# Material for this exercise
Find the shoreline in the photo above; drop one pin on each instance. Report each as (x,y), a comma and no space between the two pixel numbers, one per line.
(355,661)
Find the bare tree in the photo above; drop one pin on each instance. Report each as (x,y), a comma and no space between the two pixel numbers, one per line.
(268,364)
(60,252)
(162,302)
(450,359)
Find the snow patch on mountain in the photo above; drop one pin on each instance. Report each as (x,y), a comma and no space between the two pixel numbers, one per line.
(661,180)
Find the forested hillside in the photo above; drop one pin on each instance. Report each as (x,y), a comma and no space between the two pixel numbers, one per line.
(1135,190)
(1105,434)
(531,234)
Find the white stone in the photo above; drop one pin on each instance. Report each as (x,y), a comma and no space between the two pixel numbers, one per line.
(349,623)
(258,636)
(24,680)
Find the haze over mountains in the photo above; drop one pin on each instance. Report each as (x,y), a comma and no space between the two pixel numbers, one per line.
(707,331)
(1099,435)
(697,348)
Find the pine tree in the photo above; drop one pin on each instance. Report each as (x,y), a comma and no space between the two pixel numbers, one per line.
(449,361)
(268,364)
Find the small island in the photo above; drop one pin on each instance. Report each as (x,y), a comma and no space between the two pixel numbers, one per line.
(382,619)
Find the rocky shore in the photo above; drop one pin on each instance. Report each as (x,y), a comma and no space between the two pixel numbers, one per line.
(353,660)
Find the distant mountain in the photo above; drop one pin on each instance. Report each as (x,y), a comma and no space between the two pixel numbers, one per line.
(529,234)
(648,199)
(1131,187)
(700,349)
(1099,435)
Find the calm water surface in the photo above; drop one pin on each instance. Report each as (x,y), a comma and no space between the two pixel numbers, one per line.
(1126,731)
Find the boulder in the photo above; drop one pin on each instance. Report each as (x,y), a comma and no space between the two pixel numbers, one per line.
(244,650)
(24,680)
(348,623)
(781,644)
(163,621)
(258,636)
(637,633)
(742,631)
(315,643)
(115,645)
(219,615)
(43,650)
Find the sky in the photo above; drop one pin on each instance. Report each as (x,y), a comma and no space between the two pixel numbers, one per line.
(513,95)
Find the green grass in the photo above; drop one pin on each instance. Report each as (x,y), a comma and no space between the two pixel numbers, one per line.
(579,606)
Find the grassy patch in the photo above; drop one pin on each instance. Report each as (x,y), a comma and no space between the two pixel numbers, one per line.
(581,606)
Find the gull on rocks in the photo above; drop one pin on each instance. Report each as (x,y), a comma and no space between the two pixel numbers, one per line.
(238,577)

# Aim
Render every line of the records above as a JSON list of strings, one string per line and no entries for blank lines.

# Solution for this problem
[
  "Find the shoreline in the photo above; drop one pin on each instance. Report each as (x,y), a comma and no space between the two pixel numbers, one per line.",
  "(355,661)",
  "Find the bare tree in the photo above; drop one pin on each instance. Report each as (x,y), a comma and no space between the two pixel numbers, one per line.",
  "(268,364)",
  "(60,252)",
  "(162,302)",
  "(450,359)",
  "Find the snow patch on mountain in the photo above; drop one pin on each instance. Report each as (x,y), a comma and no space between the two pixel numbers, one per line.",
  "(661,180)",
  "Find the forested hillside in the photo above; drop one pin on each instance. Report each as (x,y), a comma and no space between the two pixel numbers, one per line.",
  "(1135,190)",
  "(1105,434)",
  "(531,234)",
  "Find the white stone in the photo above; drop one pin on each instance. Report each as (x,y), a comma and no space between the two pixel numbers, one per line.",
  "(349,623)",
  "(258,636)",
  "(24,680)",
  "Find the haze over mountains in the photo above; drop one pin on each instance. Report each as (x,y), a comma and no space between the two pixel numbers, one per line.",
  "(707,331)",
  "(1099,435)",
  "(697,348)",
  "Find the pine tree in the photo above; drop one pin on each instance. Report each as (x,y), a comma and no space between the two pixel numbers, one per line.",
  "(449,361)",
  "(268,364)",
  "Find the small island in the photo above; drop one pin on each instance. Report each as (x,y), a comma and no space between the two pixel numbers, one per line.",
  "(382,619)",
  "Find the rocky shore in the photo above; drop one pin on each instance. Report each as (x,y), a comma and no space between the two pixel numbers, one per line.",
  "(353,660)",
  "Find the distant mountain in the photo above; drop one pin on each instance. Report each as (x,y), a comma and no space between the two pixel numbers, one per line.",
  "(529,234)",
  "(648,199)",
  "(1131,187)",
  "(700,349)",
  "(1099,435)",
  "Find the calm water surface in the photo above; drop one pin on each instance. Report each as (x,y), a comma and no space between the two pixel numbers, one per line.",
  "(1126,731)",
  "Find the boulder in the photo above; drop one pin on each instance. Report each as (x,y), a comma and no space between the two pixel numbers, one per line.",
  "(244,650)",
  "(24,680)",
  "(348,623)",
  "(781,644)",
  "(163,621)",
  "(258,636)",
  "(637,633)",
  "(742,631)",
  "(315,643)",
  "(115,645)",
  "(219,615)",
  "(43,650)",
  "Find the sky in the photo above; drop one pin on each instance. Report each as (x,y), a comma and no space between the two pixel numbers, one per line.",
  "(513,95)",
  "Find the green grass in the photo above; drop one pin on each instance. Report each as (x,y), a comma and no space between the two pixel numbers, one per line.",
  "(579,606)",
  "Find the grassy patch in the photo above; drop one pin on each instance. Report each as (x,y), a comma and no space between the two pixel numbers, one per line.",
  "(581,606)",
  "Find the gull on rocks in the photo above; drop one pin on each instance. Report each as (x,y), a comma and no space between the two pixel numbers, one per line.",
  "(238,577)"
]